#### [O que fazer]
Transcreva sem alterações o trecho do texto sobre a segurança em Portugal que começa com as palavras "Em conclusão: mentir" e termina em "assimétrica relação económica.".

#### [Texto da página]
=======

Em conclusão: mentir é barato e tem
uma margem económica infinitamente superior à dispendiosa procura da verdade.
Por esse motivo, já me convenci a
não perder o meu tempo refutando o que por aí vou lendo. Desta vez abro exceção,
porque tal tipo de referências tem-se adensado, permitindo que uma só verdade refute muitas mentiras e melhorando assim a assimétrica relação económica.
Da mentira ao facto
Viajemos até ao abrenuncio das
redes sociais: o mundo dos factos.
Em primeiro lugar, Portugal está
longe de ser um país com elevados índices de insegurança. Segundo o Global
Peace Index (ver),
em 2023 foi o sétimo mais seguro do mundo e o quinto na europa. À nossa frente
e por esta ordem: Singapura, Áustria, Nova Zelândia, Irlanda, Dinamarca e Islândia (p.8), este último um pequeno país de 330.000
habitantes, praticamente no círculo polar Ártico.
A posição portuguesa até melhorou
um posto em comparação com 2022. Isto num contexto de aumento da insegurança
mundial, que piorou 13 vezes nos últimos 15 anos (p.10).
Estamos, portanto, longe de viver
uma onda de insegurança. É certo que este índice considera não só a
criminalidade mas também os conflitos militares internacionais. Ainda assim,
temos de descer até aos três dígitos deste ranking para encontrar um país que
esteja em guerra.

=======

#### [Entradas guardadas]
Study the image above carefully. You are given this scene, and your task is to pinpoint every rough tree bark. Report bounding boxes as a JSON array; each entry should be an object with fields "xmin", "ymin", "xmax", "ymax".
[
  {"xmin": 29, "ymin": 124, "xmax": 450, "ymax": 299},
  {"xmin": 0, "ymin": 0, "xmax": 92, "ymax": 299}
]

=======

#### [Em resposta]
Em conclusão: mentir é barato e tem
uma margem económica infinitamente superior à dispendiosa procura da verdade.
Por esse motivo, já me convenci a
não perder o meu tempo refutando o que por aí vou lendo. Desta vez abro exceção,
porque tal tipo de referências tem-se adensado, permitindo que uma só verdade refute muitas mentiras e melhorando assim a assimétrica relação económica.